§ Required work: Render every entry verbatim.

[A run of records]
_____

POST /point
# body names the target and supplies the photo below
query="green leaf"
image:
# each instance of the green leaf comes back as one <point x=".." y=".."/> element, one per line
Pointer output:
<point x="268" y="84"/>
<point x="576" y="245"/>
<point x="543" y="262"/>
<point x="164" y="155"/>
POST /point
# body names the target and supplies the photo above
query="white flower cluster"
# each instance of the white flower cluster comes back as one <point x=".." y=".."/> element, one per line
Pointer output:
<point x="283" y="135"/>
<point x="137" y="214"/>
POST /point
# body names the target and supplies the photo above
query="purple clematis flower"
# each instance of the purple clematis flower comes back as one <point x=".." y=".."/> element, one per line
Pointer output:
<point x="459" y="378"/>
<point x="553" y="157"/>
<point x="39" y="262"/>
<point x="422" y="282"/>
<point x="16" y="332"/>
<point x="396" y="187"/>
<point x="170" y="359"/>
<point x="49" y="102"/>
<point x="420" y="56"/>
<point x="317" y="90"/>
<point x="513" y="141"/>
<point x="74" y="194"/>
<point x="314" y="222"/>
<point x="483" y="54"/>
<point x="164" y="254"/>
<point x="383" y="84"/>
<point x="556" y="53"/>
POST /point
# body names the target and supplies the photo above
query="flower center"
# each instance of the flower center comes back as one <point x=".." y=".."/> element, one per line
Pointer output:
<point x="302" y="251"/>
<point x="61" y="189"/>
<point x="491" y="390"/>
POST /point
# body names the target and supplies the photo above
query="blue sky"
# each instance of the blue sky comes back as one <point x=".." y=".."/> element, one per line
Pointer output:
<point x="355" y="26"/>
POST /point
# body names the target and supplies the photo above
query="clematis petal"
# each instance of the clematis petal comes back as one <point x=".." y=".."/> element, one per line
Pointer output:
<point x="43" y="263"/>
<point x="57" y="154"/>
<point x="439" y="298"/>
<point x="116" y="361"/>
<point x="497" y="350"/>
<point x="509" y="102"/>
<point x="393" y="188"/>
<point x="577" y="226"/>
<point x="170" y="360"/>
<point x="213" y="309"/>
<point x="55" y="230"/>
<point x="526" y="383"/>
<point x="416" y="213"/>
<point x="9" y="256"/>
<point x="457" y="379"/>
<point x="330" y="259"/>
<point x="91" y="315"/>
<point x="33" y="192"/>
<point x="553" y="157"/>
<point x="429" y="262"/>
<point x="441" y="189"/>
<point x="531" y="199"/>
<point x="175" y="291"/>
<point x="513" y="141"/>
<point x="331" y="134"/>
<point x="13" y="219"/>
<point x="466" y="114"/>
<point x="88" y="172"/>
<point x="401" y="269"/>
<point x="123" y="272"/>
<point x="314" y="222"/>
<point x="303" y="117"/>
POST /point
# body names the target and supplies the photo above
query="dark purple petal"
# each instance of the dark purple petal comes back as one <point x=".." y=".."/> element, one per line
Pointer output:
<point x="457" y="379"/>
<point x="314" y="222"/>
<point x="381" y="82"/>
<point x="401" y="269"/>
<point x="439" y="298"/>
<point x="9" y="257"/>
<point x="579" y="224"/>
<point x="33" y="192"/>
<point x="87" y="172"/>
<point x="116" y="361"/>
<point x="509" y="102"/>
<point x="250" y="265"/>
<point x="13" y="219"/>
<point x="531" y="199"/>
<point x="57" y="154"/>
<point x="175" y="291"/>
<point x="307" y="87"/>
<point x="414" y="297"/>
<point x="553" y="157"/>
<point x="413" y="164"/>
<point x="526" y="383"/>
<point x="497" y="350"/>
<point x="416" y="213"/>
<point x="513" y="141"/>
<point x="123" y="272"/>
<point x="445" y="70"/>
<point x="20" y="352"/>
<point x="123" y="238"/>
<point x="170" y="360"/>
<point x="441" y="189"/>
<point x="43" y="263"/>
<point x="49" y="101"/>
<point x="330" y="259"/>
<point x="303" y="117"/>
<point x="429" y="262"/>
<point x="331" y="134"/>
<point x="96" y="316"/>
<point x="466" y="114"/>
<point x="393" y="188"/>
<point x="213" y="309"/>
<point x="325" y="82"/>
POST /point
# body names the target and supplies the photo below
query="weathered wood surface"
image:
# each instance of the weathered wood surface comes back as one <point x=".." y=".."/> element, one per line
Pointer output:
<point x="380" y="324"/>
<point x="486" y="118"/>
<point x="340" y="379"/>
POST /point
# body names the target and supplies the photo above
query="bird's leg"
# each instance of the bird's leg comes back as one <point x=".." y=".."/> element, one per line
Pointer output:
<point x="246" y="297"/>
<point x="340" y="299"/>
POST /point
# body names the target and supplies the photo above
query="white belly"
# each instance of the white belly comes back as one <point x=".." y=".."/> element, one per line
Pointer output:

_____

§ Full solution:
POST /point
# body names the target and supplies the photo below
query="green leaf"
image:
# each instance of the green leaf comes back as one <point x=".." y=".."/> element, one per line
Pointer output:
<point x="268" y="84"/>
<point x="576" y="245"/>
<point x="543" y="262"/>
<point x="164" y="155"/>
POST /point
# body names the target and supplies the photo above
query="white flower cluster"
# each instance of the white flower cluster comes back as one <point x=".." y=".."/> element, one per line
Pointer output:
<point x="283" y="135"/>
<point x="137" y="214"/>
POST /point
# body names the target and supplies the photo above
query="purple clematis flower"
# each instance of the purple clematis flower comes back as one <point x=".." y=".."/> element, one per line
Pointer output:
<point x="459" y="378"/>
<point x="553" y="157"/>
<point x="39" y="262"/>
<point x="422" y="282"/>
<point x="16" y="332"/>
<point x="396" y="187"/>
<point x="170" y="359"/>
<point x="49" y="102"/>
<point x="420" y="56"/>
<point x="317" y="90"/>
<point x="513" y="141"/>
<point x="74" y="194"/>
<point x="314" y="222"/>
<point x="483" y="54"/>
<point x="164" y="254"/>
<point x="383" y="84"/>
<point x="556" y="53"/>
POST /point
# body names the target and supplies the photo above
query="flower center"
# each instance of the flower center comes back as one <point x=".." y=".."/> element, one per line
Pointer output:
<point x="302" y="251"/>
<point x="61" y="189"/>
<point x="491" y="390"/>
POST /point
# body names the target and supplies the photo above
query="blue sky"
# each instance of the blue sky comes back as one <point x=".." y=".."/> element, one per line
Pointer output:
<point x="355" y="26"/>
POST /point
# body names the target and supplies the photo above
query="clematis petal"
# each instance of the clematis petal comes back as one <point x=".." y=".."/> element, one per line
Pointer output:
<point x="43" y="263"/>
<point x="57" y="154"/>
<point x="439" y="298"/>
<point x="116" y="361"/>
<point x="497" y="350"/>
<point x="509" y="102"/>
<point x="393" y="188"/>
<point x="577" y="226"/>
<point x="170" y="360"/>
<point x="213" y="309"/>
<point x="55" y="230"/>
<point x="526" y="383"/>
<point x="416" y="213"/>
<point x="9" y="256"/>
<point x="457" y="379"/>
<point x="330" y="259"/>
<point x="91" y="315"/>
<point x="33" y="192"/>
<point x="553" y="157"/>
<point x="429" y="262"/>
<point x="441" y="189"/>
<point x="531" y="199"/>
<point x="175" y="291"/>
<point x="513" y="141"/>
<point x="331" y="134"/>
<point x="13" y="219"/>
<point x="466" y="114"/>
<point x="88" y="172"/>
<point x="401" y="269"/>
<point x="123" y="272"/>
<point x="314" y="222"/>
<point x="303" y="117"/>
POST /point
# body names the target and supplies the photo above
query="dark purple petal"
# each instance of the dark purple petal comes back as one <point x=".." y=".."/> element, one per line
Pointer output:
<point x="457" y="379"/>
<point x="314" y="222"/>
<point x="381" y="82"/>
<point x="401" y="269"/>
<point x="439" y="298"/>
<point x="9" y="257"/>
<point x="579" y="224"/>
<point x="33" y="192"/>
<point x="87" y="172"/>
<point x="116" y="361"/>
<point x="509" y="102"/>
<point x="250" y="265"/>
<point x="13" y="219"/>
<point x="531" y="199"/>
<point x="57" y="154"/>
<point x="175" y="291"/>
<point x="307" y="87"/>
<point x="414" y="297"/>
<point x="553" y="157"/>
<point x="413" y="164"/>
<point x="526" y="383"/>
<point x="497" y="350"/>
<point x="416" y="213"/>
<point x="513" y="141"/>
<point x="123" y="272"/>
<point x="445" y="70"/>
<point x="20" y="352"/>
<point x="123" y="238"/>
<point x="170" y="360"/>
<point x="441" y="189"/>
<point x="43" y="263"/>
<point x="49" y="101"/>
<point x="330" y="259"/>
<point x="303" y="117"/>
<point x="429" y="262"/>
<point x="331" y="134"/>
<point x="96" y="316"/>
<point x="466" y="114"/>
<point x="393" y="188"/>
<point x="213" y="309"/>
<point x="325" y="82"/>
POST /point
# body names the target and supplies the photo below
query="weathered wood surface"
image:
# each instance of the weathered wood surface comes back as one <point x=".." y=".."/> element, one per line
Pointer output:
<point x="380" y="324"/>
<point x="486" y="118"/>
<point x="340" y="379"/>
POST /point
# body names the target and supplies the photo above
query="bird's leg"
# each instance of the bird's leg comes back as one <point x=".." y=".."/> element, one per line
Pointer output:
<point x="246" y="297"/>
<point x="340" y="299"/>
POST /point
# body names the target and supplies the photo above
query="white belly"
# each instance of the white belly comes back as one <point x=".." y=".."/> element, one per line
Pointer output:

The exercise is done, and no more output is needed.